What do Spanish Cedar, Teak, Walnut, and Ipe have in common? They all have some pretty unusual characteristics that set them apart from other lumber species. Basically, if you expect their pricing, availability, grading, or general characteristics to be similar to those of other lumber species, you’ll be in for a surprise. Of those species listed above, Ipe stands out for a major reason: it’s quite popular. Certainly the top-selling tropical hardwood decking species that we sell at J. Gibson McIlvain Lumber, there are plenty of reasons to love Ipe. In this post, we’ll take a look at two unusual aspects of Ipe that are closely related to one another: its availability and its pricing.
Seasonal Pricing Fluctuations
While pricing for all lumber species is influenced by a number of factors, Ipe’s seasonal availability makes its pricing throughout a given season particularly variable. If you inquired about pricing for the exact same Ipe decking project from the same lumber supplier at the beginning of decking season, then again in the middle of the summer, and then again toward the end, you’d almost certainly be quoted extremely different prices for that order. And there’s good reason for the disparity.
The quote requested in spring, at the start of deck-building season, would be the lowest. The reason is simple: supply and demand. Any lumber supplier would have its greatest selection and largest inventory of Ipe decking lumber then, fresh from Brazil. If that order is placed at that point, and it’s on the small side, fulfilling it will require breaking about a dozen packs of Ipe to meet the size and grade specifications for your order. The price will be increased in order to cover the added labor and processing time required to fill the order.

++++

#### What you will do
**A)** According to the Ipe article, why would a spring quote for an Ipe decking order be the lowest of the season? Answer in one to three sentences.
**B)** Pull out every line of the entries that contains the string "dark". Case matters.

++++

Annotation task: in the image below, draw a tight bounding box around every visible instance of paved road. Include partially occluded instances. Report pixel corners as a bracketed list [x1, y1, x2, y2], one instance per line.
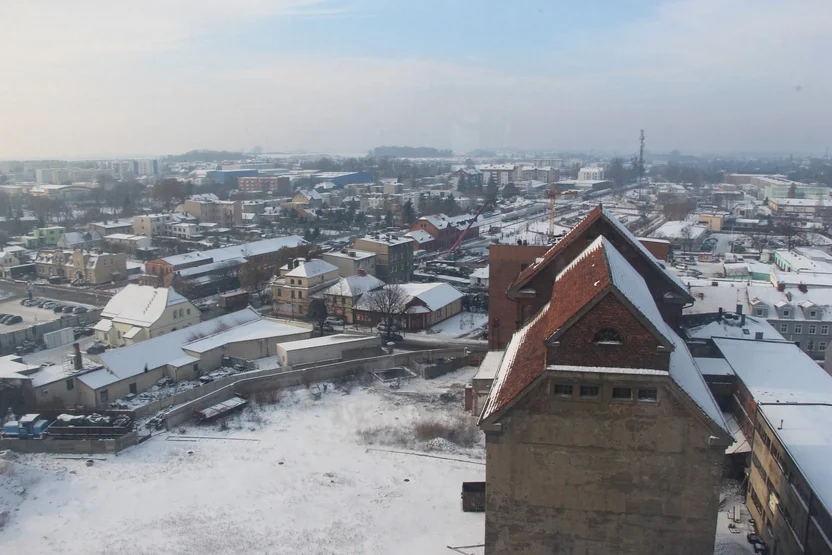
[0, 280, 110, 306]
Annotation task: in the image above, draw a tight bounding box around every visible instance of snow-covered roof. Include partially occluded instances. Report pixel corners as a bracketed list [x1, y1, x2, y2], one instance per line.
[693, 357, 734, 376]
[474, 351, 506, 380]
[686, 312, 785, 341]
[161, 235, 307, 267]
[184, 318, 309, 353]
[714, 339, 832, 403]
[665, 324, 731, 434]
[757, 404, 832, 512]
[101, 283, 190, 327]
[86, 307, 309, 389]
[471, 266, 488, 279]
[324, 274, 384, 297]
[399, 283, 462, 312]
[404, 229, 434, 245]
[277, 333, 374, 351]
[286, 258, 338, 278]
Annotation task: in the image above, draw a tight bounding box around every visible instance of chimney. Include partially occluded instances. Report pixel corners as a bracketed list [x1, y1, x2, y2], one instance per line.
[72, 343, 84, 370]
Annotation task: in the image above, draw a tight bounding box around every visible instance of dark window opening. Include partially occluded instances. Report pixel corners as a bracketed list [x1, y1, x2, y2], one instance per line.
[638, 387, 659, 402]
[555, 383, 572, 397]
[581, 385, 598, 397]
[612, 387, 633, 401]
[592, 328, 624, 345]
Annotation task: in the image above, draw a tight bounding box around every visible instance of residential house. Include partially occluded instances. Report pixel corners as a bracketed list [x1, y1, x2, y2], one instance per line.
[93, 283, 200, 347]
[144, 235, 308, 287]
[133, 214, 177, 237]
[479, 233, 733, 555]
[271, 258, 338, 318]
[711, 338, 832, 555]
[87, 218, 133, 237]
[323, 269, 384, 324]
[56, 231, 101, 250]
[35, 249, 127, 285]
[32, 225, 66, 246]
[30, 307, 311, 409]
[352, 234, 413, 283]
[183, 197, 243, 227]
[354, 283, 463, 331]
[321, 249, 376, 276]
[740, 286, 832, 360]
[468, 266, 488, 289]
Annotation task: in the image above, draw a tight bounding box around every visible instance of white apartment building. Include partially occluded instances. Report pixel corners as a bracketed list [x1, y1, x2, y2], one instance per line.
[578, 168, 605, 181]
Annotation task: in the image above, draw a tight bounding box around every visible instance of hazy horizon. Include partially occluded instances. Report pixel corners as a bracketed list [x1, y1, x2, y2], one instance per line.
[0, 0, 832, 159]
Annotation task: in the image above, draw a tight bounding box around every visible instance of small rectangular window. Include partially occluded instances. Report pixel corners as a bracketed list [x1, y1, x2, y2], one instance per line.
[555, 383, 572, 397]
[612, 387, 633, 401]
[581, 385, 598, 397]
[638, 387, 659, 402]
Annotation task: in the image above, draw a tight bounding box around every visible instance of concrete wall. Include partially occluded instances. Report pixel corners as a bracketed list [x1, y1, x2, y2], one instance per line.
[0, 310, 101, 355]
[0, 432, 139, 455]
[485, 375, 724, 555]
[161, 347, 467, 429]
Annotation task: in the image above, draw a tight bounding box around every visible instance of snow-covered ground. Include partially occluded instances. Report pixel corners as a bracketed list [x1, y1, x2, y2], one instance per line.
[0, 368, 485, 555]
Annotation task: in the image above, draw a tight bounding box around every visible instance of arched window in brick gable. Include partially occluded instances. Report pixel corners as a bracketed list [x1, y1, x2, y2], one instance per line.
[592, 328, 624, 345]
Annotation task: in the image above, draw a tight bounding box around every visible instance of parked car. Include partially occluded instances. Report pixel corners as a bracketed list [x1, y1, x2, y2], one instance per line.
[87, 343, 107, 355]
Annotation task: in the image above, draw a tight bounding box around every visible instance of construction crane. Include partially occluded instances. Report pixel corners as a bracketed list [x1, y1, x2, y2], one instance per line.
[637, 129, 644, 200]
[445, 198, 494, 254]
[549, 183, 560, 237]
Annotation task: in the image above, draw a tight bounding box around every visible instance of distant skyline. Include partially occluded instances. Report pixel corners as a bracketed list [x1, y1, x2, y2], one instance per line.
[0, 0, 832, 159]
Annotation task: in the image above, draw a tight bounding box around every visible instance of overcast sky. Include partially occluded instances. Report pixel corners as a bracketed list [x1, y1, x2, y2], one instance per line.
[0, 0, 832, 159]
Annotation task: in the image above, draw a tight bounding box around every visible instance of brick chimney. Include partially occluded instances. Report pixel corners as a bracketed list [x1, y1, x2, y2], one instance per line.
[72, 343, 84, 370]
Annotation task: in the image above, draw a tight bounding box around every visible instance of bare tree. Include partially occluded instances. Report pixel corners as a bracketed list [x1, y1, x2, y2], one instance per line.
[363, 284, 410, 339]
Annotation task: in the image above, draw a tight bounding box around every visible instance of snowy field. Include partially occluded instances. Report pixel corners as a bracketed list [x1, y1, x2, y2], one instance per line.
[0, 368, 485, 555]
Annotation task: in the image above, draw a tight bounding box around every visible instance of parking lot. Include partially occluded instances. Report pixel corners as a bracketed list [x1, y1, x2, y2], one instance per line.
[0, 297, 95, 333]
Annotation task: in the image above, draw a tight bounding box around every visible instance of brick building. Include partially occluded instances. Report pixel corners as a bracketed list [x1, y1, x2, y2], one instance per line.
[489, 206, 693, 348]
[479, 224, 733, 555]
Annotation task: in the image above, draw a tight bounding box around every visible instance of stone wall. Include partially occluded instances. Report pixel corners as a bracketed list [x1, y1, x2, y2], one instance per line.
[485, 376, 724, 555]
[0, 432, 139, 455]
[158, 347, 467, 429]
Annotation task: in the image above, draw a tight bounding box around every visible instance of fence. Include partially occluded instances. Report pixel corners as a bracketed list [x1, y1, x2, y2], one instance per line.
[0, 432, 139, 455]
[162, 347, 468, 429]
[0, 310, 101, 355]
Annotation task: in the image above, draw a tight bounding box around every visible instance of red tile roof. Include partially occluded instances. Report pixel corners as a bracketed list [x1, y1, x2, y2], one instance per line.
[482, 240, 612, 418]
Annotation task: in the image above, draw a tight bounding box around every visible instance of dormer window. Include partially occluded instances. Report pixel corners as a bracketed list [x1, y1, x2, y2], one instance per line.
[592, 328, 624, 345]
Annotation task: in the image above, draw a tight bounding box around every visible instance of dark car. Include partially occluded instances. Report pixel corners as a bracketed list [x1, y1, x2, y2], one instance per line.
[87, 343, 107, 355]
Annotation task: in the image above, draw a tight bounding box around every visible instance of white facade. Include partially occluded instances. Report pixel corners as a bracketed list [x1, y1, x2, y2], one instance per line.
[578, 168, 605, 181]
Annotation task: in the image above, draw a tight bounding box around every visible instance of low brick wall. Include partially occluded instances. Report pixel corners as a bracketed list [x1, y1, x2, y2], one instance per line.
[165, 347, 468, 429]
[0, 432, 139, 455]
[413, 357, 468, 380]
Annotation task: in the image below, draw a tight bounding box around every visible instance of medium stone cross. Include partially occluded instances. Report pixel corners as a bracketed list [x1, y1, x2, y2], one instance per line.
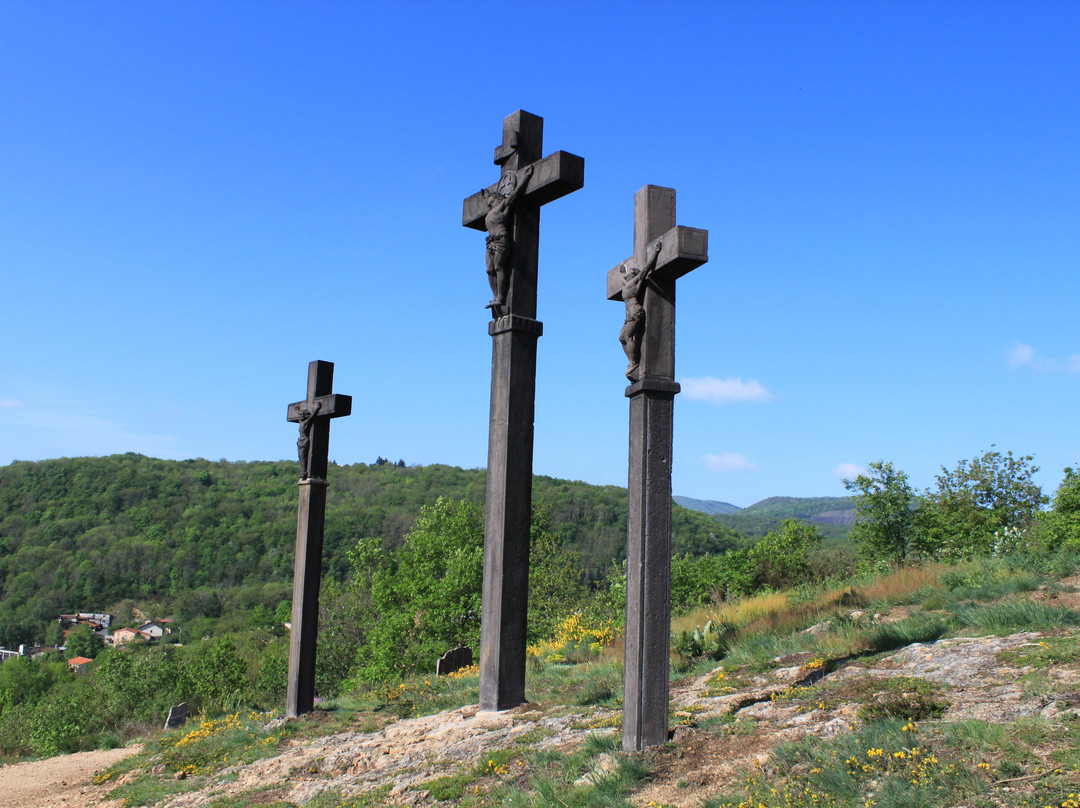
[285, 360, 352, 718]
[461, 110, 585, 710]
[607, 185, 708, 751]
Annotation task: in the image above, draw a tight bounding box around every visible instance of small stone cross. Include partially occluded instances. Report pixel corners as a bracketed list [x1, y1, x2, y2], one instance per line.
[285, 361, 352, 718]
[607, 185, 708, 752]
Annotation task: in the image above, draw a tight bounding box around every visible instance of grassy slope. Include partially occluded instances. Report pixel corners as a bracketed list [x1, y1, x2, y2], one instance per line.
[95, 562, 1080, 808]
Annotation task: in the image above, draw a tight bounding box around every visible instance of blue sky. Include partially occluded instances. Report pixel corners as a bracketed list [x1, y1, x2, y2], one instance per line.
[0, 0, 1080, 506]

++++

#### Results for each task
**A)** The reason is supply and demand. At the start of deck-building season, a lumber supplier has its greatest selection and largest inventory of Ipe decking lumber, fresh from Brazil.

**B)**
Annotation task: in the image above, draw a tight bounding box around every visible instance of dark window opening. Include partially occluded instances. Report pixel corners as a bracketed list [x1, y1, x2, y2], one instance per line.
Annotation task: in the image above, draw a tight bounding box around every visible instance of dark car. Include partially occluded instances. Report pixel corners as a bracketed list [x1, y1, x2, y2], one instance per line.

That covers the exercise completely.